## OBJET DE LA TÂCHE:
Selon le texte sur les stations de ski, quelle proportion des pistes françaises a été couverte de neige artificielle en 2022 ?

## TEXTE À LIRE:

##########

La Cour des comptes relève qu’à l’horizon 2050 toutes les stations seront plus ou moins touchées. Seules quelques stations peuvent espérer poursuivre l’exploitation au-delà de cette date. Or, leur équilibre financier en partie porté par des aides publiques est déjà fragilisé.

Pour l’instant, leur adaptation repose essentiellement sur la production de neige artificielle. Selon l’Agence nationale de la cohésion des territoires, en 2022, 39% des pistes françaises ont été couvertes par de la neige artificielle. La France n’est pas un cas isolé en Europe, le ratio atteint même 90% en Italie.

Mais, la Cour des comptes met en garde. Au-delà des conflits potentiels quant à l’usage de l’eau, pour produire de la neige il faut de l’énergie et cela a un coût. Par ailleurs, l’efficacité du dispositif « tend à se réduire avec la hausse des températures ». Des ONG ont d’ailleurs récemment dénoncé le transport par camion d’au moins 70 tonnes de neige vers une station de ski des Vosges depuis un sommet.

##########

## DONNÉES FOURNIES:
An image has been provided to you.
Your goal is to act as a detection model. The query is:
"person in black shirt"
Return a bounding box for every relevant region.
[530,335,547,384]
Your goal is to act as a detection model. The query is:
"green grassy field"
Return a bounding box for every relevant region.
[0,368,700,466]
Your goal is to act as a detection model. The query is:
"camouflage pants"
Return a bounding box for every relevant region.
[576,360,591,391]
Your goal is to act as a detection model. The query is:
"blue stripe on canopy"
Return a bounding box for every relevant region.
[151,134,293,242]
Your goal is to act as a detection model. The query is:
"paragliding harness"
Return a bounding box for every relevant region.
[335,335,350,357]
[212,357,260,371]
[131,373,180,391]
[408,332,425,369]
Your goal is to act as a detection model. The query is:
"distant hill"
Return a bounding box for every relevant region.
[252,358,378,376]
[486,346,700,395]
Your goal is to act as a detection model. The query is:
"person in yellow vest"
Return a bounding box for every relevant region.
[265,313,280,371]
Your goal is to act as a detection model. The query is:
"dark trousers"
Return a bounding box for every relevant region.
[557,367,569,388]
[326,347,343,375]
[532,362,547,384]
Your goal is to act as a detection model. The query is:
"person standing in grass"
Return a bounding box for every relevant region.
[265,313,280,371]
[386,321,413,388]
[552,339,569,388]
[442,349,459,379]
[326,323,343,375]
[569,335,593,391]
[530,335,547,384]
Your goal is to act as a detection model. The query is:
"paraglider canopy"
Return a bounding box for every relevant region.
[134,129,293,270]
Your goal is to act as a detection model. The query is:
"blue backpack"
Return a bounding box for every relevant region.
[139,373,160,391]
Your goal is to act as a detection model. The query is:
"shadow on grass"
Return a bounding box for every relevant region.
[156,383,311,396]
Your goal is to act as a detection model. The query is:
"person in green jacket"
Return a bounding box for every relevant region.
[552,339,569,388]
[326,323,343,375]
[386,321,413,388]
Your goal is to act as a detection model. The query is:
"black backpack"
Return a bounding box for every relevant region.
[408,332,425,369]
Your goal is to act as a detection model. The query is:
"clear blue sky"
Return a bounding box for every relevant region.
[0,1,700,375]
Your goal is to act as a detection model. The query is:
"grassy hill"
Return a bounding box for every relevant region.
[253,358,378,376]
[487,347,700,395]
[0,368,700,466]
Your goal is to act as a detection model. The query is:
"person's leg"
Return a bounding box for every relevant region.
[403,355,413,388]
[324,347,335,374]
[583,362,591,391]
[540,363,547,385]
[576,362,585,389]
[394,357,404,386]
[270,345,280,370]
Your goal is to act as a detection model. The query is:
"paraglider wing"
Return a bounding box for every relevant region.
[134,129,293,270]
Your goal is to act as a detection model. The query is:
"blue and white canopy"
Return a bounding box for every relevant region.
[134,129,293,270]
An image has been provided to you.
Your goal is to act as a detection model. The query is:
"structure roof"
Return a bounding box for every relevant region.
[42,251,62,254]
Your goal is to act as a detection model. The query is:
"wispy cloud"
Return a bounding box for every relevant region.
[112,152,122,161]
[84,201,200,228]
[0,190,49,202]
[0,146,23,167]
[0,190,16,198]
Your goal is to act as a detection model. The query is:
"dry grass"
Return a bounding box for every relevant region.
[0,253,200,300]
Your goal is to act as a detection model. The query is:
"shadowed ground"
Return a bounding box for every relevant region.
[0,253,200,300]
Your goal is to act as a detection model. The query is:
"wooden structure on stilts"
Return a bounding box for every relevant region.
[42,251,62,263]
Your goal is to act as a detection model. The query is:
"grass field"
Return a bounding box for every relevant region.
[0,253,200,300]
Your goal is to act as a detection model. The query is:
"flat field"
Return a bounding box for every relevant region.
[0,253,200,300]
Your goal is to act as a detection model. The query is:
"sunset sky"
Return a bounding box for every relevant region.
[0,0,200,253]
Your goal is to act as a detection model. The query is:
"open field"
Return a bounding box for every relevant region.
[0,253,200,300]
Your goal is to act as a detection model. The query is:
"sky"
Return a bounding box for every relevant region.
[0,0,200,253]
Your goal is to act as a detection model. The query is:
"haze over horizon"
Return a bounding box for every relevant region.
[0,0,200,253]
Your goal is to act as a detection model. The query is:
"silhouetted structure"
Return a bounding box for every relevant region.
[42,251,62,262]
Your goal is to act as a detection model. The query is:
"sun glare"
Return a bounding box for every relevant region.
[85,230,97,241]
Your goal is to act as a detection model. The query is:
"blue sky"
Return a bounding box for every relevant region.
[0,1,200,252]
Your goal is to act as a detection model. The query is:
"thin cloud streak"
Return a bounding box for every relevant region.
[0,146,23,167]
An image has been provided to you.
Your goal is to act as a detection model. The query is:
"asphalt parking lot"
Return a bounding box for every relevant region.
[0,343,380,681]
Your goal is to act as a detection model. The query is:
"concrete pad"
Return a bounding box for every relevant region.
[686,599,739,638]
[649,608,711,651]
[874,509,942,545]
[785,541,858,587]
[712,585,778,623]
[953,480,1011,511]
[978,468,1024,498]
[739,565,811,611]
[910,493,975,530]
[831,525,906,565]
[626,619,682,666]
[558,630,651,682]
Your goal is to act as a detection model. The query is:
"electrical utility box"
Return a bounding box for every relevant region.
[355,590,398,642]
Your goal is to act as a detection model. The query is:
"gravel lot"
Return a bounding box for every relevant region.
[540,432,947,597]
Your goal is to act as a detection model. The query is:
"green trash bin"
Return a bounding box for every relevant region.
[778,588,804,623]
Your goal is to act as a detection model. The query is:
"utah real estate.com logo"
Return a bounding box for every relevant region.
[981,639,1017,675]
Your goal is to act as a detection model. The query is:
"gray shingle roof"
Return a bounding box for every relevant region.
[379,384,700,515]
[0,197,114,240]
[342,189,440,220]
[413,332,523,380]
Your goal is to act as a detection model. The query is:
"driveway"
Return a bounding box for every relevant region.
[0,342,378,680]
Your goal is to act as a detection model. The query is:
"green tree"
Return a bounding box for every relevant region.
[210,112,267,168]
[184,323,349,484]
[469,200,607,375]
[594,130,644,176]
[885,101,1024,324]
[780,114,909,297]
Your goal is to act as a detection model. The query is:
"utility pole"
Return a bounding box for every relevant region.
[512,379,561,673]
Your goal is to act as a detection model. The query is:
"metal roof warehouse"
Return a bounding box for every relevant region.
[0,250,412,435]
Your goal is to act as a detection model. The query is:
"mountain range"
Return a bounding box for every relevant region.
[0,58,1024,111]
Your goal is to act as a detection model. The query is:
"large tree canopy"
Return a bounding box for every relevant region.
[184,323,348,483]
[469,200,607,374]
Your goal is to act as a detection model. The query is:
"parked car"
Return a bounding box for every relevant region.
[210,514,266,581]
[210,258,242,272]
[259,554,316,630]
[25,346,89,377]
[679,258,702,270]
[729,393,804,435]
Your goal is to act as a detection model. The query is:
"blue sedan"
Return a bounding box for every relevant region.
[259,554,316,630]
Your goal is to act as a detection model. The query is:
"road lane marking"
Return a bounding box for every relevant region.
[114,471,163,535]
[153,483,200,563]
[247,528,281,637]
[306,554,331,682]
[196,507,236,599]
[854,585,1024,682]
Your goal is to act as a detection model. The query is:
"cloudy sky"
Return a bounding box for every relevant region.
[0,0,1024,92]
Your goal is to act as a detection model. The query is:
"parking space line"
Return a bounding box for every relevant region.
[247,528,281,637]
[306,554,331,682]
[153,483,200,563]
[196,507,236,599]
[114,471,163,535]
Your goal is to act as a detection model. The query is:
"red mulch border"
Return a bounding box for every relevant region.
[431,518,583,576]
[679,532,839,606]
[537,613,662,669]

##########

## RÉPONSE RÉDIGÉE:
39 % des pistes françaises, selon l'Agence nationale de la cohésion des territoires.